Starting with the line that has "of the checkered" in it, repeat every line through the last one, word for word, and give nothing more.

####

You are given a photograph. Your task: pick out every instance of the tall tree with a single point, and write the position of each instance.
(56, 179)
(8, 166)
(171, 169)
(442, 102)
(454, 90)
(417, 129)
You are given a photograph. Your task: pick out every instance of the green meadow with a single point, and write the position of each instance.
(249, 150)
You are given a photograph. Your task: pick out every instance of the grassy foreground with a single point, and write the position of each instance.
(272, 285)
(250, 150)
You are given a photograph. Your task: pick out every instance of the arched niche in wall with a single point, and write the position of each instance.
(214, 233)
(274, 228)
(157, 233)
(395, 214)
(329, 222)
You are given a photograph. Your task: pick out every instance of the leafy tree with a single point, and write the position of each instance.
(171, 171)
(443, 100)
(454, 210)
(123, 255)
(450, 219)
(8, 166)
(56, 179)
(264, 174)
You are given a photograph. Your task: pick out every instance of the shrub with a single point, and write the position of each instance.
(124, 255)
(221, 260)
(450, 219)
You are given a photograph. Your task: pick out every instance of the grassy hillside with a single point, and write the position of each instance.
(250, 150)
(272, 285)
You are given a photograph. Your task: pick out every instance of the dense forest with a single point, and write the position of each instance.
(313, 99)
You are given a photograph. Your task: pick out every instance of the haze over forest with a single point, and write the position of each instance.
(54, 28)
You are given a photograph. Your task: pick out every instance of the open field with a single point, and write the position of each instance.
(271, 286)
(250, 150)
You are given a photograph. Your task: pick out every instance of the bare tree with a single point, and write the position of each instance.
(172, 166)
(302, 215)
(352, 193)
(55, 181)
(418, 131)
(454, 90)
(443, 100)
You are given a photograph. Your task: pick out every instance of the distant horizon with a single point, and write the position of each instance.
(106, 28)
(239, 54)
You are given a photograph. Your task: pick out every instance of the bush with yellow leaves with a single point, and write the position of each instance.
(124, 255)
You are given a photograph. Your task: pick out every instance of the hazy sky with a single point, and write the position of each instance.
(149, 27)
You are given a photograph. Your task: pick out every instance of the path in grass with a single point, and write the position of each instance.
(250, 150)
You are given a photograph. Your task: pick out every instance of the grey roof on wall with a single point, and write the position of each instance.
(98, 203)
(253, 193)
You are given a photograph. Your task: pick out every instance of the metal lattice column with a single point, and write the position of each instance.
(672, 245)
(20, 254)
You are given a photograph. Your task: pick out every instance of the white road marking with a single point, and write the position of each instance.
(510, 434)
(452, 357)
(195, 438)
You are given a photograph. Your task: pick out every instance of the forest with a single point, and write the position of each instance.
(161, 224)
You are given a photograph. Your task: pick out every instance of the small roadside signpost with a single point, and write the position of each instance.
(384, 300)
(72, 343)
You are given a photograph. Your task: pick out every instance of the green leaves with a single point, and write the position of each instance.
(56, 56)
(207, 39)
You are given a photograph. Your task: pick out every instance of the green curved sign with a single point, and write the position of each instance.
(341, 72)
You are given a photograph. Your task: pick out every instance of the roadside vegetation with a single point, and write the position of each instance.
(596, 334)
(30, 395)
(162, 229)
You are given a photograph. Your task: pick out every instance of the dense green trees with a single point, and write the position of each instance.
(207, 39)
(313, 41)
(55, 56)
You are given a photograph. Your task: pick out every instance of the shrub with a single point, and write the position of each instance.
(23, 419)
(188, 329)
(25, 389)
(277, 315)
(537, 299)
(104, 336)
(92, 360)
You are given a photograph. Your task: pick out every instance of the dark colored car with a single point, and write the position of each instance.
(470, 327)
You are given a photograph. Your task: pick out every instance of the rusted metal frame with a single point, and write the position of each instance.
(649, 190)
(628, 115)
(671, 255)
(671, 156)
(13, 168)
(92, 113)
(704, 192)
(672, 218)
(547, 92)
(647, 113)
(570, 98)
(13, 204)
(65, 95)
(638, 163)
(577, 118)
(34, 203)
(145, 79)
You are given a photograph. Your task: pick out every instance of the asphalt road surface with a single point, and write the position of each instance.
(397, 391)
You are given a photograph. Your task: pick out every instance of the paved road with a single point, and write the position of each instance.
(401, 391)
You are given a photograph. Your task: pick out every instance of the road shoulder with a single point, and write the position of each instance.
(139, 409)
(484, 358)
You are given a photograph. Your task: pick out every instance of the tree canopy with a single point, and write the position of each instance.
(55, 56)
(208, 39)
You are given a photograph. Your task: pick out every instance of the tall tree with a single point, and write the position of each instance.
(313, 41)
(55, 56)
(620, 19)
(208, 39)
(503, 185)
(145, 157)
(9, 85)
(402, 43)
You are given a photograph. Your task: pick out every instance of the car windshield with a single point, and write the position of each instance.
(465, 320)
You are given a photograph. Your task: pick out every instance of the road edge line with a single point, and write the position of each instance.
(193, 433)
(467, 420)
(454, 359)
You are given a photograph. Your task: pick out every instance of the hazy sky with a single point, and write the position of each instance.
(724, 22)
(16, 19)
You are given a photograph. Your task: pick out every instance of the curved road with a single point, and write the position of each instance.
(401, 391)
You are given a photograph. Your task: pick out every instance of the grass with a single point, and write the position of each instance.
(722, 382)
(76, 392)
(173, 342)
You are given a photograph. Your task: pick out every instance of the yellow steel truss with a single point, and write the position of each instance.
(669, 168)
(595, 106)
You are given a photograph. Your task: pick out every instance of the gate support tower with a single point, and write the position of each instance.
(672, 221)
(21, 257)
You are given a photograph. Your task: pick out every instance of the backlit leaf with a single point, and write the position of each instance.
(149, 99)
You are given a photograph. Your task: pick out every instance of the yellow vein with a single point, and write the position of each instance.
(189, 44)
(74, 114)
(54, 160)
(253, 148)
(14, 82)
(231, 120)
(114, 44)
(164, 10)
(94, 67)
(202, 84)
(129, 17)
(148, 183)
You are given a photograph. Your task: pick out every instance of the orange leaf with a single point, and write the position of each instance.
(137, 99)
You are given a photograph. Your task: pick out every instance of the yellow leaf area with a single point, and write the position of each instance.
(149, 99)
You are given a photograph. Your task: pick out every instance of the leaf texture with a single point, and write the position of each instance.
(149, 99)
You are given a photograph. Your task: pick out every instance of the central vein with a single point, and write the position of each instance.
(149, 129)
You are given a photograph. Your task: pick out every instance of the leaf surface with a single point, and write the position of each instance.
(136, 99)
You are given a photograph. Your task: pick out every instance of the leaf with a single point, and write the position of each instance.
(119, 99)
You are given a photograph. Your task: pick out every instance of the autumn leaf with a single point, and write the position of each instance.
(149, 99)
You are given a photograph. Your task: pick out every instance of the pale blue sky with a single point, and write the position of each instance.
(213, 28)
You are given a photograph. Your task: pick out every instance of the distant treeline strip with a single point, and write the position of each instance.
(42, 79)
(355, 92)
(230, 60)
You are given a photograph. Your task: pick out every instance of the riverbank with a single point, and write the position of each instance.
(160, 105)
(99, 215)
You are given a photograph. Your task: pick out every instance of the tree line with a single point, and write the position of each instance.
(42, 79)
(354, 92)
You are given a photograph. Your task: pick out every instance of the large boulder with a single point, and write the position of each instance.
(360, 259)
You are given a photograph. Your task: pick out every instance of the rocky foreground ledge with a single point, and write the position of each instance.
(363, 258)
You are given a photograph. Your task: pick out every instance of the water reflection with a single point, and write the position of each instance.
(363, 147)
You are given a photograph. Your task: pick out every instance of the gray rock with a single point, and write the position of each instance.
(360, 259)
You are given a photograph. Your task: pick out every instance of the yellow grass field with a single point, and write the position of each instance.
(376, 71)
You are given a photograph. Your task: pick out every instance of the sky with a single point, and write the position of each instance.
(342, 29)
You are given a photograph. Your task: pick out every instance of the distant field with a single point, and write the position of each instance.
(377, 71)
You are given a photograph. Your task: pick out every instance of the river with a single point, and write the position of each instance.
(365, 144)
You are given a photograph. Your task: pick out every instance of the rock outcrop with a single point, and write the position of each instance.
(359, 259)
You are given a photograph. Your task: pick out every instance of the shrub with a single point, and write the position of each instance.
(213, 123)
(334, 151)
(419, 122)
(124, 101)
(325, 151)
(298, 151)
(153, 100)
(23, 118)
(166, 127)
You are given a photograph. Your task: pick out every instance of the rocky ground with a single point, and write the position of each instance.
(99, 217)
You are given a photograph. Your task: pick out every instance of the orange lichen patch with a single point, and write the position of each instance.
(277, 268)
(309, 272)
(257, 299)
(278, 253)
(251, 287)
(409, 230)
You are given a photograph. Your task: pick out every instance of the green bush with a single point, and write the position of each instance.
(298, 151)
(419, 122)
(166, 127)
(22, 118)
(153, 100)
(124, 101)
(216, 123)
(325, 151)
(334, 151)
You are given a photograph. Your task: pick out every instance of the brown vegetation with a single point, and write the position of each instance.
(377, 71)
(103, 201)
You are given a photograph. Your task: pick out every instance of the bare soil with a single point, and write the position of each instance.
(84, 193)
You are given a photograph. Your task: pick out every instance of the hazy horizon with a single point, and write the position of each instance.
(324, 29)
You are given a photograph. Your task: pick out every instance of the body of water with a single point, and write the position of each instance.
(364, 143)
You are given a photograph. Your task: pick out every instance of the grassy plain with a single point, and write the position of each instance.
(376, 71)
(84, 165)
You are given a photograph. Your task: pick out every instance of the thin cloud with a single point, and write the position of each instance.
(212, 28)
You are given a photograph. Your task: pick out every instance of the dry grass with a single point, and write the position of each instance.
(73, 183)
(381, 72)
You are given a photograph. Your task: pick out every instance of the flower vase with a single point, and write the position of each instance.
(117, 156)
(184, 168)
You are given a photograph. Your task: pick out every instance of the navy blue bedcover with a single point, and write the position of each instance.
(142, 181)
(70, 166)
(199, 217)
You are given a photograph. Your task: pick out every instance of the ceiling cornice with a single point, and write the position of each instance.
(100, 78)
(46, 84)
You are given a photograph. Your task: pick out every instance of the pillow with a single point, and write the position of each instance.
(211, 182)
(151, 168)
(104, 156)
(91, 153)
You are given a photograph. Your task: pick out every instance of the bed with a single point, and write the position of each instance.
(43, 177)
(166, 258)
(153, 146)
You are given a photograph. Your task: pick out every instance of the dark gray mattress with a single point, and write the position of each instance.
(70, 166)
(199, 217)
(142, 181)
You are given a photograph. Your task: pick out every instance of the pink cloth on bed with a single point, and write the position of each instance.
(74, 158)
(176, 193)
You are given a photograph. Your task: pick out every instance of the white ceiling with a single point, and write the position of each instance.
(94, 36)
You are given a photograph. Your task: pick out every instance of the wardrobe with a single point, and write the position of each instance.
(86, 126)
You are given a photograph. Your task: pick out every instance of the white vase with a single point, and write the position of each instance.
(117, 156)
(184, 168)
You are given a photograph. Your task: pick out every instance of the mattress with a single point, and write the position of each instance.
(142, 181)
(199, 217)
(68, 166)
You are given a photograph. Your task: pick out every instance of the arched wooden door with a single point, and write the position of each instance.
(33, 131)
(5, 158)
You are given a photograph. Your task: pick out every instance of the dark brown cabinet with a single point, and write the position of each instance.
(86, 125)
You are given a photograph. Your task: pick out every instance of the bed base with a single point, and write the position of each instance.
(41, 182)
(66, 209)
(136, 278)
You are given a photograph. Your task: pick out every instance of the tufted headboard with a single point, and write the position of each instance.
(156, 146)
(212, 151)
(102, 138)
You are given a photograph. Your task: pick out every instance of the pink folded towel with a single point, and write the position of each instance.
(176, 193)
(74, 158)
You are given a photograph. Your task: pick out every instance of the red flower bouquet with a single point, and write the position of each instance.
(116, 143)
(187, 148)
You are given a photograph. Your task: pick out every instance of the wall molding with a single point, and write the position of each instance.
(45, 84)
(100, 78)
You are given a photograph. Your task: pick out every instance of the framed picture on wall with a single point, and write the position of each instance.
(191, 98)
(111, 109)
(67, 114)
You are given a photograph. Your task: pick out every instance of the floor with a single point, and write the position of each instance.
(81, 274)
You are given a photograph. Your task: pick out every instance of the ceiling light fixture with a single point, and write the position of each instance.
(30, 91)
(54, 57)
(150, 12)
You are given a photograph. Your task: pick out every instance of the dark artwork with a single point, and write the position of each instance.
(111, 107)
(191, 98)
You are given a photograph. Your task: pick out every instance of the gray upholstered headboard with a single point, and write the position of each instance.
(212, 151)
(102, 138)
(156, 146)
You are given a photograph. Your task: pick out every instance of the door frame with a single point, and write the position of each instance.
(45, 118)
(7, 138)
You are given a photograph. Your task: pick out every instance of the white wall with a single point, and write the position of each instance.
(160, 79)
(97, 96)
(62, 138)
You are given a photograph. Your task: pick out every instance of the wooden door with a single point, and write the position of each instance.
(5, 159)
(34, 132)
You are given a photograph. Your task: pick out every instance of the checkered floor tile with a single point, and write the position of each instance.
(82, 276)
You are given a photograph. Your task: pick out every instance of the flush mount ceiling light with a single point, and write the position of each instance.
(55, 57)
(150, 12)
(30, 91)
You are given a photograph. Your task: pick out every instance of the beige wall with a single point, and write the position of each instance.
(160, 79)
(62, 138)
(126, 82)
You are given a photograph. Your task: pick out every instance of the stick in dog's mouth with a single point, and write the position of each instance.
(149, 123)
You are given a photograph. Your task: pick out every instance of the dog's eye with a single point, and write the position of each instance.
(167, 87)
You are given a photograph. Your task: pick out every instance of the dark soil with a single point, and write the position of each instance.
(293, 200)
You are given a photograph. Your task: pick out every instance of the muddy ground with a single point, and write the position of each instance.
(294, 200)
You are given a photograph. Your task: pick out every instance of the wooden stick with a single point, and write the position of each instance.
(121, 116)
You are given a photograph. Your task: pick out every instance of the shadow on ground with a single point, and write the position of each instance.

####

> _RIGHT ANSWER_
You are given a photograph. Your task: pick out every instance of the checkered floor tile with a single point, and write the position of each instance.
(82, 276)
You are given a photograph. Your task: pick out every instance of the flush mount ceiling light with a single point, and write the position of each instance.
(55, 57)
(150, 12)
(30, 91)
You are given a photograph. Your task: pick out every instance of the beige wall with a single point, and write the position of each instance.
(160, 79)
(62, 138)
(126, 82)
You are given a photograph. Your task: pick out every instance of the stick in dog's mouth with a single point, and write the position of each instance.
(149, 123)
You are given a photograph. Your task: pick out every instance of the dog's eye with a single point, and write the position of each instance.
(167, 87)
You are given a photograph. Your task: pick out every instance of the dark soil with a single point, and write the position of each instance.
(293, 200)
You are given a photograph. Your task: pick out every instance of the muddy ground with a single point, and write the position of each instance.
(294, 200)
You are given a photograph. Your task: pick out every instance of the wooden stick with a single point, and write the position of each instance.
(121, 116)
You are given a photograph. Your task: pick out every instance of the shadow on ground with a single point, and write the position of each instance.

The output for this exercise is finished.